» **Instructions to follow**:
Give the data again in full. Keep every line the same.

» **Recorded information**:
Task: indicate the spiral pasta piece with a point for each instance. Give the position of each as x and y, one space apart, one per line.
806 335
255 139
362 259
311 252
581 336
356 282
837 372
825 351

» **Result**:
Task: indicate the spiral pasta piece with a point for each instance. Give the position of each as x and y, one space apart, one per line.
806 335
255 139
362 259
311 252
581 336
356 282
837 372
825 351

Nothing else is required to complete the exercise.